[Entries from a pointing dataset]
^^^^
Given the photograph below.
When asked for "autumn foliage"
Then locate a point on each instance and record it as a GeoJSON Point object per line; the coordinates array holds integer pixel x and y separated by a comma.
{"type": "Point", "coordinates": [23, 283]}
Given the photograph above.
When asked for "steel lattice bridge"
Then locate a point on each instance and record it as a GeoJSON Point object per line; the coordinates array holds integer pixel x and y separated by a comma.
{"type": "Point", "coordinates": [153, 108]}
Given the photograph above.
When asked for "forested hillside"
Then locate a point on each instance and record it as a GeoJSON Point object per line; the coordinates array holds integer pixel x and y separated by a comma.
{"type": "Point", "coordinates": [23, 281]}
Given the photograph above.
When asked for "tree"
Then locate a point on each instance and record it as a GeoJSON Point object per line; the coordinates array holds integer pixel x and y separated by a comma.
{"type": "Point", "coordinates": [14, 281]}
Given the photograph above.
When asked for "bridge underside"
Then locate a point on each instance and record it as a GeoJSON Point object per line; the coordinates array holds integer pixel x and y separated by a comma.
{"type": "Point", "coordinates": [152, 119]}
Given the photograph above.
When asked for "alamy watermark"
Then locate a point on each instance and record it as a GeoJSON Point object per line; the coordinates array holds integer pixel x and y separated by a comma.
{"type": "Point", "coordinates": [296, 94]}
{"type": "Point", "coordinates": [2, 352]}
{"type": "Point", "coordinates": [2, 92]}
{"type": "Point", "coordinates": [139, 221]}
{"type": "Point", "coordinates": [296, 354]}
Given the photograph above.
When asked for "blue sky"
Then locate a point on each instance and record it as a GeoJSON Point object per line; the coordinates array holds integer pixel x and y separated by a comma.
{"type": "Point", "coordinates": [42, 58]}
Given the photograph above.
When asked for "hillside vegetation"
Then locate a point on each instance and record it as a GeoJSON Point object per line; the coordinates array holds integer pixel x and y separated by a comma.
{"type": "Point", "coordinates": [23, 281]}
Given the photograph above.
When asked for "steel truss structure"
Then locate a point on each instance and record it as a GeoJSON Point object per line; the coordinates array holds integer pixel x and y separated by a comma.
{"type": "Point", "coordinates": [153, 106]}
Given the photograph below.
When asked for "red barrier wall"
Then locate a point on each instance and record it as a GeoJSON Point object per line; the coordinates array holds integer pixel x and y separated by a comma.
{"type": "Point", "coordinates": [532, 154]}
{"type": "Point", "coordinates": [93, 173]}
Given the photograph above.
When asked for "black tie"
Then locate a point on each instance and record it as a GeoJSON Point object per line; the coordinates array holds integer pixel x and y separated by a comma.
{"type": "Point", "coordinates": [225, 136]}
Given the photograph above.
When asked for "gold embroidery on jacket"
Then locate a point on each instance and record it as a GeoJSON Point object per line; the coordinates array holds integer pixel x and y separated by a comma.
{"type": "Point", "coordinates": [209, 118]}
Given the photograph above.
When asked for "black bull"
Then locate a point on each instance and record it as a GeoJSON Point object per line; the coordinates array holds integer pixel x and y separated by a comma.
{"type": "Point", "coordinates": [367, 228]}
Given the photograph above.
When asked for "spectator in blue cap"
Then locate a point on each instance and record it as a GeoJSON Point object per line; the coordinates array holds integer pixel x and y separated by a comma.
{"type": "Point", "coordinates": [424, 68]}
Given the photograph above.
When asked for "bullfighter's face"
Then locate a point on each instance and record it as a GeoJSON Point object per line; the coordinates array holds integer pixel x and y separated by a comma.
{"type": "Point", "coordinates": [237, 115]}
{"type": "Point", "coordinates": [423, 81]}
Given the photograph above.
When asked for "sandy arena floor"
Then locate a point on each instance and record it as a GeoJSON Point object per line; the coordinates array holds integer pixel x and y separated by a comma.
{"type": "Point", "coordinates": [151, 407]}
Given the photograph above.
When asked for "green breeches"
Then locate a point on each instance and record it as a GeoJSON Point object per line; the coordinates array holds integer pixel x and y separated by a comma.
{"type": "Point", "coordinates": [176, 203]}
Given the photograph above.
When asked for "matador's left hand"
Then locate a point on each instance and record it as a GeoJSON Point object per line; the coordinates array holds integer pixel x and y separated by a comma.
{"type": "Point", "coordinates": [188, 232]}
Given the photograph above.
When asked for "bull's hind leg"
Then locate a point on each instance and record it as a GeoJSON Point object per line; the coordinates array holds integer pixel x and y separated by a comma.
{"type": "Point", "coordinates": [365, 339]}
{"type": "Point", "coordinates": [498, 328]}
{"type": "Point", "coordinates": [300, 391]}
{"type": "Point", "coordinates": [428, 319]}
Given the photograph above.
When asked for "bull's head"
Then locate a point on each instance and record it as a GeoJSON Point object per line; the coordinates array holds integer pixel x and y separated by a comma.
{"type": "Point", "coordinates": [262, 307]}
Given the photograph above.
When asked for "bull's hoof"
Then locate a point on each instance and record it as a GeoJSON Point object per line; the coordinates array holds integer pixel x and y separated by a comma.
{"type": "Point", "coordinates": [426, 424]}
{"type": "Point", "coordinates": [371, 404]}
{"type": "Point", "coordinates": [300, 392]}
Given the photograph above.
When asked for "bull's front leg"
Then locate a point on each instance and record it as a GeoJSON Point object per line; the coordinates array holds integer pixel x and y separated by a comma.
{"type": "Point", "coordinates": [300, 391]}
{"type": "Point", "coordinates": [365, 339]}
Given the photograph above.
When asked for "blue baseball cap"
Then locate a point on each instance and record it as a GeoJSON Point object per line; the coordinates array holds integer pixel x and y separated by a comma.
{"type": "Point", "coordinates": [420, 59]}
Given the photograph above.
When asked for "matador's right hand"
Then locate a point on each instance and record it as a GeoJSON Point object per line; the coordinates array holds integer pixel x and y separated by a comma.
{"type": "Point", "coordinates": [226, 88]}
^^^^
Reproduce the data shown above exactly.

* _REPLY_:
Given the photograph below.
When asked for "autumn foliage"
Then locate a point on each instance and record it as a GeoJSON Point object per line; the coordinates array holds integer pixel x and y separated by a comma.
{"type": "Point", "coordinates": [23, 283]}
Given the photograph above.
When asked for "steel lattice bridge"
Then locate a point on each instance and record it as a GeoJSON Point object per line; the coordinates array holds integer pixel x and y separated by a comma.
{"type": "Point", "coordinates": [153, 108]}
Given the photograph above.
When asked for "forested hillside"
Then locate a point on each instance and record it as a GeoJSON Point object per line; the coordinates array holds integer pixel x and y separated by a comma.
{"type": "Point", "coordinates": [23, 281]}
Given the photograph above.
When asked for "tree"
Then locate a point on each instance and record it as a GeoJSON Point object per line; the coordinates array holds integer pixel x and y separated by a comma.
{"type": "Point", "coordinates": [14, 281]}
Given the photograph above.
When asked for "bridge underside"
Then locate a point on each instance and record it as a GeoJSON Point object per line; the coordinates array holds integer pixel x and y separated by a comma.
{"type": "Point", "coordinates": [152, 119]}
Given the photograph above.
When asked for "alamy watermark"
Then locate a point on each instance and record it as a GeoJSON Point object per line; the coordinates array holds integer pixel x and y separated by a comma.
{"type": "Point", "coordinates": [296, 94]}
{"type": "Point", "coordinates": [2, 352]}
{"type": "Point", "coordinates": [2, 92]}
{"type": "Point", "coordinates": [139, 221]}
{"type": "Point", "coordinates": [296, 354]}
Given the photograph above.
When asked for "blue sky"
Then locate a point on each instance and record it as a GeoJSON Point object per line; the coordinates array holds integer pixel x and y separated by a comma.
{"type": "Point", "coordinates": [42, 58]}
Given the photograph above.
When asked for "hillside vegetation"
Then locate a point on each instance and record it as a GeoJSON Point object per line; the coordinates array holds integer pixel x and y separated by a comma.
{"type": "Point", "coordinates": [23, 281]}
Given the photograph above.
When asked for "steel truss structure"
Then locate a point on each instance and record it as a GeoJSON Point object per line; the coordinates array holds integer pixel x and y separated by a comma.
{"type": "Point", "coordinates": [153, 106]}
Given the photograph below.
When asked for "red barrier wall"
Then locate a point on each instance and record it as a GeoJSON Point object per line; the coordinates array holds integer pixel x and y separated by a comma.
{"type": "Point", "coordinates": [532, 154]}
{"type": "Point", "coordinates": [93, 173]}
Given the photograph above.
When asked for "black tie"
Then locate a point on each instance and record it as a GeoJSON Point object per line; the coordinates array holds integer pixel x and y separated by a comma.
{"type": "Point", "coordinates": [225, 136]}
Given the photograph above.
When asked for "gold embroidery on jacket"
Then locate a point on each instance and record it as a GeoJSON Point object per line; the coordinates array holds integer pixel x and y separated by a comma.
{"type": "Point", "coordinates": [209, 118]}
Given the photograph above.
When asked for "black bull"
Then locate a point on each instance and record it as a GeoJSON Point object per line; the coordinates array holds integer pixel x and y separated by a comma.
{"type": "Point", "coordinates": [367, 228]}
Given the photograph above.
When asked for "spectator in blue cap"
Then locate a point on each instance and record it as a GeoJSON Point object per line; the coordinates array holds integer pixel x and y separated by a comma.
{"type": "Point", "coordinates": [424, 68]}
Given the photograph above.
When asked for "bullfighter's face"
Then locate a point on each instance and record it as a GeoJSON Point object per line; the coordinates array holds integer pixel x and y separated by a comma.
{"type": "Point", "coordinates": [237, 115]}
{"type": "Point", "coordinates": [423, 81]}
Given the photograph above.
When asked for "sandy arena floor"
Then locate a point on each instance and record it as a GeoJSON Point object per line; the coordinates array holds integer pixel x and y separated by a comma.
{"type": "Point", "coordinates": [151, 407]}
Given the photograph above.
When asked for "green breeches"
Then locate a point on each instance and record it as a GeoJSON Point object per line; the coordinates array holds integer pixel x and y separated by a comma.
{"type": "Point", "coordinates": [176, 203]}
Given the photograph above.
When asked for "matador's left hand"
Then locate a point on each instance and record it as a GeoJSON Point object per line; the coordinates array holds integer pixel x and y separated by a comma.
{"type": "Point", "coordinates": [188, 232]}
Given the photograph above.
When asked for "bull's hind leg"
Then locate a point on each instance and record it as a GeoJSON Point object per line; the coordinates array holds integer pixel x and y separated by a comma.
{"type": "Point", "coordinates": [365, 339]}
{"type": "Point", "coordinates": [498, 328]}
{"type": "Point", "coordinates": [300, 391]}
{"type": "Point", "coordinates": [428, 319]}
Given the photograph above.
When asked for "bull's head"
Then locate a point on each instance and record it as a GeoJSON Point object per line; the coordinates array holds integer pixel x and y separated by a comma.
{"type": "Point", "coordinates": [262, 307]}
Given the photograph above.
When asked for "bull's hoof"
Then locate a point on each instance and record it as a GeoJSON Point object per line; the coordinates array holds integer pixel x and y separated by a comma.
{"type": "Point", "coordinates": [426, 424]}
{"type": "Point", "coordinates": [371, 404]}
{"type": "Point", "coordinates": [300, 392]}
Given the photograph above.
When asked for "bull's front leg"
Then locate a point on each instance and record it as a GeoJSON Point object per line; the coordinates array holds integer pixel x and y separated by a comma.
{"type": "Point", "coordinates": [300, 391]}
{"type": "Point", "coordinates": [365, 339]}
Given the photograph above.
When asked for "blue baseball cap"
Then locate a point on each instance and record it as a GeoJSON Point object per line; the coordinates array holds integer pixel x and y separated by a comma.
{"type": "Point", "coordinates": [420, 59]}
Given the photograph above.
When asked for "matador's right hand"
Then locate a point on each instance and record it as a GeoJSON Point object per line; the coordinates array holds integer pixel x and y separated by a comma.
{"type": "Point", "coordinates": [226, 88]}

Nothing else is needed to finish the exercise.